# Start of Data for the task

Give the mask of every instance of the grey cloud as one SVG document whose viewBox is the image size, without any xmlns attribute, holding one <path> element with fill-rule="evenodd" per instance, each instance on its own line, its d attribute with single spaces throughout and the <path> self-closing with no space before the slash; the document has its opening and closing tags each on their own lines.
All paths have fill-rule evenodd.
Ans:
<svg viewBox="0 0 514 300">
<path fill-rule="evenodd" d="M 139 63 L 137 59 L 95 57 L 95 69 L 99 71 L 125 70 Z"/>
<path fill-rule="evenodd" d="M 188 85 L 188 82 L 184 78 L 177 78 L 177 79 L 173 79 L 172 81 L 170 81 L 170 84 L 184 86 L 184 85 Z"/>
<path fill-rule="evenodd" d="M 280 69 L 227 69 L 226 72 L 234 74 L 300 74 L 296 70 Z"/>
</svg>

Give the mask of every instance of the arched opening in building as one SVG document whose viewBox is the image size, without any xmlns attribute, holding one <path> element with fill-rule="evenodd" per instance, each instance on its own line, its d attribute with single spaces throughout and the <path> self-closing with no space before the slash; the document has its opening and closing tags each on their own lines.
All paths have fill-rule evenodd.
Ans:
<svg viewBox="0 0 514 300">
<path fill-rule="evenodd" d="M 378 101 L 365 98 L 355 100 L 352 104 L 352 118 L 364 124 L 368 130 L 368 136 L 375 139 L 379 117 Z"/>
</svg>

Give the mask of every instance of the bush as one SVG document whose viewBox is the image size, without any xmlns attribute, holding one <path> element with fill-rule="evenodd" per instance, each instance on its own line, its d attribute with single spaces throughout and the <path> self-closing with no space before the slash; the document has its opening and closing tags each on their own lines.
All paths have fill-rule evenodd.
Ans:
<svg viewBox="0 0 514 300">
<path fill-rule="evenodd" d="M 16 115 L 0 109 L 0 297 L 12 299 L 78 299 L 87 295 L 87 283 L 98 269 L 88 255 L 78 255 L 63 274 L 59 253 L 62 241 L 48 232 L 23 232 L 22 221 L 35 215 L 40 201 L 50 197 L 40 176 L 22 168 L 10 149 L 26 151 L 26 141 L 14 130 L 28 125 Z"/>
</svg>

# End of Data for the task

# [Stated exercise]
Output the material as a numbered list, skipping blank lines, from its first line up to and including the line containing "139 63 L 137".

# [Response to this task]
1. Give the mask of every instance of the grey cloud as one SVG document whose viewBox is the image size, without any xmlns attribute, holding one <path> element with fill-rule="evenodd" per instance, each instance on its own line, its d attribute with single spaces throughout and the <path> self-closing with no space before the slash; the document has its opening and closing tags each on their own lines.
2. All paths have fill-rule evenodd.
3. Ans:
4. <svg viewBox="0 0 514 300">
5. <path fill-rule="evenodd" d="M 139 63 L 137 59 L 95 57 L 95 69 L 99 71 L 125 70 Z"/>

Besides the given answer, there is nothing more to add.